GIVEN PROBLEM - Rewrite every item below as a numbered list with one line per entry, dropping any blank lines.

>> begin DATA ROWS

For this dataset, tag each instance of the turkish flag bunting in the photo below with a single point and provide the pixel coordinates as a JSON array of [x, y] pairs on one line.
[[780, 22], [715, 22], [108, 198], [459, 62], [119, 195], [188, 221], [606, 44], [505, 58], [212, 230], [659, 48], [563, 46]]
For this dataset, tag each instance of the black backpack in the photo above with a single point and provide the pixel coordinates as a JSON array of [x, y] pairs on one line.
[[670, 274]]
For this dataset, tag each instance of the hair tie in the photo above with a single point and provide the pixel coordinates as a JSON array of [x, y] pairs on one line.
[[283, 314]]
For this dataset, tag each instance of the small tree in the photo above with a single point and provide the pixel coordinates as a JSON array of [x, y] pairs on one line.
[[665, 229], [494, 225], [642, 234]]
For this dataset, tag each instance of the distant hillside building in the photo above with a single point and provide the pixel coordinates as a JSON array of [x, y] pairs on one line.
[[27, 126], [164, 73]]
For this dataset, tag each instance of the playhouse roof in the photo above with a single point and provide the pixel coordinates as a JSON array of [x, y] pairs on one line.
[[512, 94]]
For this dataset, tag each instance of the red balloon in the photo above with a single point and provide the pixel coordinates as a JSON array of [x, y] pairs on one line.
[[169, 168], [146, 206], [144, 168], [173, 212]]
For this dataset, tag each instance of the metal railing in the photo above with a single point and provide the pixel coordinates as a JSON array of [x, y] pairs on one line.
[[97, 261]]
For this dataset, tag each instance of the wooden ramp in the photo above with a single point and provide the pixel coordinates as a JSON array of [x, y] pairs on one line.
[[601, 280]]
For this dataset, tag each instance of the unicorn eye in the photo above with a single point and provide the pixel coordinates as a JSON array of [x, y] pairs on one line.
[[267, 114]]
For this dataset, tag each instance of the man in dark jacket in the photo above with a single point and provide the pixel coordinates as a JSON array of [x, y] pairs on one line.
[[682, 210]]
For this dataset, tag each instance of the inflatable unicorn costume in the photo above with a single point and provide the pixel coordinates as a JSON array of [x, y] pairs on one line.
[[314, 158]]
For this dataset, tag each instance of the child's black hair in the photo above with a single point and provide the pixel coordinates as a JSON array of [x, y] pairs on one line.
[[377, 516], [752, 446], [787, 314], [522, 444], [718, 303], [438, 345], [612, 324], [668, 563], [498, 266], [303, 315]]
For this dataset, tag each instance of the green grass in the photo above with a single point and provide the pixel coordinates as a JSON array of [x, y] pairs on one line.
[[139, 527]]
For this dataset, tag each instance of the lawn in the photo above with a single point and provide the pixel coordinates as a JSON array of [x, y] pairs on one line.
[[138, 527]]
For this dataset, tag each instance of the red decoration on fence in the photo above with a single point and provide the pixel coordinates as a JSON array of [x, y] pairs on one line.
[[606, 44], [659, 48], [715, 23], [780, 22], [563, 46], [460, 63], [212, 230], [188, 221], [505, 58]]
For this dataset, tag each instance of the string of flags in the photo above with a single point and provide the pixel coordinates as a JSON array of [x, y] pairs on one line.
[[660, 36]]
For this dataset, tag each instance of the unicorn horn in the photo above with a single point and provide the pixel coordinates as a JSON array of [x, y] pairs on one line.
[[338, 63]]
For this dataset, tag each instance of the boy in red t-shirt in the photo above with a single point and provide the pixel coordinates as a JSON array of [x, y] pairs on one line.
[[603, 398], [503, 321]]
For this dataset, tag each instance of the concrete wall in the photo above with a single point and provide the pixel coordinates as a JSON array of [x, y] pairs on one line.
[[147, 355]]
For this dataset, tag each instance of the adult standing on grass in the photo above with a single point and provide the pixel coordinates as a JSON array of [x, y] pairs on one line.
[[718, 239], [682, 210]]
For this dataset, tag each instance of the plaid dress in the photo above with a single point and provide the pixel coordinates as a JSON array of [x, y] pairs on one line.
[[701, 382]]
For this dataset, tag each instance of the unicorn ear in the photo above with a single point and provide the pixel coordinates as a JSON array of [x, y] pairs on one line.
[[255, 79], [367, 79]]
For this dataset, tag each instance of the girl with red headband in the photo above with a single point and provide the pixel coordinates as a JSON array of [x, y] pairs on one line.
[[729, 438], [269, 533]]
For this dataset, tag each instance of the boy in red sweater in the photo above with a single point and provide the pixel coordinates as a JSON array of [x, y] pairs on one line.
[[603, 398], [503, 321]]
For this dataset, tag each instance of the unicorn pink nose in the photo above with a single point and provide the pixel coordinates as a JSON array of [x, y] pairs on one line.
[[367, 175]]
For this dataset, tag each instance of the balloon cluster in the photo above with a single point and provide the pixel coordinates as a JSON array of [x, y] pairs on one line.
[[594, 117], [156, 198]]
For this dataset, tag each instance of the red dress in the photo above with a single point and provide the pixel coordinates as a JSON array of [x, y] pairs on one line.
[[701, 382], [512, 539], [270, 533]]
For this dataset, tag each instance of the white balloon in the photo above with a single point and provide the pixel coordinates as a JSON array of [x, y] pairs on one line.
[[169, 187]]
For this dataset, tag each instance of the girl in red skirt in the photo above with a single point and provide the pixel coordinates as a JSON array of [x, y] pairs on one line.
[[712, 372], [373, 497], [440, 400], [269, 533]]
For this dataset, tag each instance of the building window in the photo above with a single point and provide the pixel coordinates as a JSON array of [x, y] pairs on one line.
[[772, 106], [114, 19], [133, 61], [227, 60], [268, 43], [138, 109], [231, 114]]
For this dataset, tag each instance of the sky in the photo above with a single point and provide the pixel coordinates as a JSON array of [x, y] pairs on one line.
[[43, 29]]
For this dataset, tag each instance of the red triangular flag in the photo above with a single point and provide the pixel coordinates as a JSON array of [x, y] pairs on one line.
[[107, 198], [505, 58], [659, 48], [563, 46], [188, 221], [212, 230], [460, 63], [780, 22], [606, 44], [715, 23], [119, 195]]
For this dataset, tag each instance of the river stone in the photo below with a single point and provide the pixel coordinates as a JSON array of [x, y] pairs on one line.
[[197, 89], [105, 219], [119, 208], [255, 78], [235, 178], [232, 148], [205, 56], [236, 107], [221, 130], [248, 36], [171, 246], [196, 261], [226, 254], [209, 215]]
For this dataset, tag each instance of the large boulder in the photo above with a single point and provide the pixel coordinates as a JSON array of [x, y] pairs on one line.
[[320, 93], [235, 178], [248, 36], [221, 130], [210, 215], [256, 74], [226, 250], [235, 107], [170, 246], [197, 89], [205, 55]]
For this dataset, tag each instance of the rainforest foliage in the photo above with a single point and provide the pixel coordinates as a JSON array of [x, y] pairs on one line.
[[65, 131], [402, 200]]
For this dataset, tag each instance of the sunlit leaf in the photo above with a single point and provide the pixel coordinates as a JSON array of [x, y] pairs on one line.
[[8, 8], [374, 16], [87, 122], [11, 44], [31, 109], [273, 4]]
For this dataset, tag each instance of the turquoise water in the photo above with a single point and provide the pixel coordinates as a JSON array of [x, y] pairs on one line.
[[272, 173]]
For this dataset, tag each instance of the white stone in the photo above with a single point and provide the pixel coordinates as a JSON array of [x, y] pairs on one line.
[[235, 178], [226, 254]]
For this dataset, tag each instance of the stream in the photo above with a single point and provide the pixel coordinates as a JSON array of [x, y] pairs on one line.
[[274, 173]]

>> end DATA ROWS

WRITTEN ANSWER -
1. For this dataset, tag each instance of the turkish flag bunting in the photo below with a single point and provide the pixel coordinates as a JSON array of [x, y] pairs on one line.
2. [[780, 22], [715, 22], [108, 198], [459, 62], [119, 195], [188, 221], [606, 44], [505, 58], [212, 230], [659, 48], [563, 46]]
3. For this dataset, tag each instance of the black backpack in the photo above with a single point and provide the pixel coordinates as a JSON array of [x, y] pairs on one line.
4. [[670, 274]]
5. For this dataset, tag each instance of the hair tie in the photo above with a single point and provide the pixel coordinates as a JSON array of [x, y] pairs on one line.
6. [[283, 314]]
7. For this dataset, tag each instance of the small tree in the photo above with a single point and provide the pixel coordinates as a JSON array of [x, y] pairs on one line.
8. [[665, 229], [494, 225], [642, 234]]
9. For this dataset, tag each instance of the distant hillside building in the photo above with a single point and provide the pixel coordinates as a JSON array of [x, y] pairs on one line.
10. [[27, 126], [164, 73]]
11. For this dataset, tag each instance of the playhouse roof in the photo above with a single point and provide the pixel coordinates as a JSON array of [x, y] pairs on one line.
12. [[512, 94]]
13. For this dataset, tag each instance of the red balloon in the photo above with a single point and provide the pixel coordinates as a JSON array of [x, y] pairs on one line.
14. [[169, 168], [146, 206], [144, 168], [173, 212]]
15. For this dataset, tag each instance of the metal railing in the photo above with a single point and provide the pixel coordinates as a JSON array of [x, y] pairs on one line.
16. [[97, 261]]
17. For this dataset, tag each instance of the wooden ramp in the photo above with a single point and provide the pixel coordinates as a JSON array of [x, y] pairs on one line.
18. [[601, 280]]
19. For this dataset, tag each instance of the unicorn eye in the photo above with a single point and provide the pixel coordinates as a JSON array of [x, y] pairs on one line.
20. [[267, 114]]
21. For this dataset, tag each instance of the man in dark jacket in the photo above with a single point and provide the pixel coordinates as a JSON array of [x, y] pairs on one line.
22. [[682, 210]]
23. For this dataset, tag each instance of the inflatable unicorn costume in the photo above with a single point and provide the pixel coordinates as a JSON array of [x, y] pairs on one line.
24. [[314, 158]]
25. For this dataset, tag each instance of the child's black hair in the photo above with a single point and provide the pixel coordinates as a JSON array of [x, y] pairs on one line.
26. [[377, 516], [752, 446], [787, 314], [522, 444], [718, 303], [438, 345], [612, 324], [668, 563], [498, 266], [303, 315]]
27. For this dataset, tag each instance of the green grass in the photo above with a single point and provide the pixel coordinates as a JSON array of [x, y] pairs on one line.
28. [[139, 527]]
29. For this dataset, tag each instance of the lawn in the photo above with a single point and provide the pixel coordinates as a JSON array of [x, y] pairs on one line.
30. [[138, 527]]
31. For this dataset, tag each instance of the red decoration on fence in the photo above with a single point and provide the pixel coordinates as a JSON array of [x, y] pairs on one line.
32. [[606, 44], [659, 48], [715, 23], [780, 22], [563, 46], [460, 63], [212, 230], [188, 221], [505, 58]]
33. For this dataset, tag each instance of the string of flags in the photo above with a single point and provide the pixel coordinates as a JSON array of [x, y] pairs on one line.
34. [[660, 36]]
35. For this dataset, tag each instance of the unicorn horn in the photo above with a single point and provide the pixel coordinates as a JSON array of [x, y] pairs on one line.
36. [[338, 63]]
37. For this dataset, tag each instance of the boy in red t-shirt in the photo above with a single point and provide the pixel coordinates as a JSON array of [x, y] pairs on one line.
38. [[603, 398], [503, 321]]
39. For this dataset, tag each instance of the concrete wall in the photo above with a single point and provide the pixel coordinates as a JSON array of [x, y] pairs on one line.
40. [[147, 355]]
41. For this dataset, tag each instance of the adult standing on grass in the photo above with a single point and provide the pixel coordinates as a JSON array of [x, y] pairs on one line.
42. [[718, 239], [682, 210]]
43. For this dataset, tag each instance of the plaid dress in the photo above with a single point and provide the pixel coordinates as a JSON array of [x, y] pairs on one line.
44. [[701, 382]]
45. For this dataset, tag each instance of the unicorn ear in the photo above with a single point and provide the pixel coordinates as a JSON array of [x, y] pairs on one line.
46. [[255, 79], [367, 79]]
47. For this dataset, tag each instance of the girl with red headband in the photo above with a single point and provide the pixel coordinates as a JSON array of [x, y] pairs on one line.
48. [[729, 438], [269, 533]]
49. For this dataset, tag each instance of the boy in red sweater in the photo above with a single point and provide the pixel coordinates as a JSON array of [x, y] pairs on one line.
50. [[603, 398], [503, 321]]
51. For this dataset, tag each instance of the unicorn pink nose in the photo above with a single point and provide the pixel coordinates as a JSON array of [x, y] pairs on one line.
52. [[367, 175]]
53. For this dataset, tag each instance of the balloon cluster in the photo above with a single point and provide the pixel coordinates as a JSON array of [x, y] pairs on one line.
54. [[594, 117], [156, 198]]
55. For this dataset, tag each instance of the red dress in the photo above with a single point and provide the pixel coordinates as a JSON array of [x, y] pairs on one line.
56. [[701, 382], [512, 539], [270, 533]]
57. For this dataset, tag each instance of the white balloon in the photo above with a single point and provide the pixel coordinates as a JSON array of [x, y] pairs on one line.
58. [[169, 187]]
59. For this dataset, tag each instance of the girl in red skirt in the photo above with a single point and provide the pixel coordinates as a JSON array of [x, y] pairs on one line.
60. [[712, 372], [373, 497], [440, 400], [269, 533]]
61. For this dataset, tag each instance of the building window in the photo above with a single point and provide the pixel coordinates as a JSON array of [x, y] pairs on one line.
62. [[772, 106], [114, 19], [133, 61], [227, 60], [268, 43], [138, 109], [231, 114]]
63. For this dataset, tag each instance of the sky in the photo above with a single point and provide the pixel coordinates as a JSON array of [x, y] pairs on one line.
64. [[43, 29]]
65. For this dataset, tag each instance of the red triangular flag in the photo above with a single point and provide the pixel coordinates as a JSON array of [x, y] pairs on one line.
66. [[107, 198], [505, 58], [659, 48], [563, 46], [188, 221], [212, 230], [460, 63], [780, 22], [606, 44], [715, 23], [119, 195]]
67. For this dataset, tag each instance of the river stone in the photo below with a single point and provide the pixel coordinates as a JSON array of [x, y] pairs on one line.
68. [[197, 89], [105, 219], [119, 208], [255, 78], [235, 178], [232, 148], [205, 56], [236, 107], [221, 130], [248, 36], [171, 246], [196, 261], [226, 254], [209, 215]]
69. For this dataset, tag each instance of the large boulder in the photo above with a single point and provide the pixel coordinates as a JSON array of [x, y] pairs on one line.
70. [[320, 93], [235, 178], [248, 36], [221, 130], [210, 215], [256, 74], [226, 250], [235, 107], [170, 246], [197, 89], [205, 55]]
71. For this dataset, tag each instance of the rainforest foliage in the photo above with a single point and provide the pixel coordinates as a JSON array of [x, y] pairs on one line.
72. [[65, 131], [402, 200]]
73. For this dataset, tag each instance of the sunlit leaf in the photo above with a single point and provide the pixel coordinates as a JSON array of [x, y] pairs on one line.
74. [[8, 8], [374, 16], [87, 122], [11, 44], [31, 109], [273, 4]]
75. For this dataset, tag each instance of the turquoise water in the photo above with a single point and provide the pixel coordinates as a JSON array of [x, y] pairs on one line.
76. [[272, 173]]
77. For this dataset, tag each instance of the white stone in the photo above with a single point and provide the pixel coordinates as a JSON array of [x, y] pairs on one line.
78. [[235, 178], [226, 254]]
79. For this dataset, tag each instance of the stream in the photo above with a single point and provide the pixel coordinates as a JSON array of [x, y] pairs on one line.
80. [[274, 173]]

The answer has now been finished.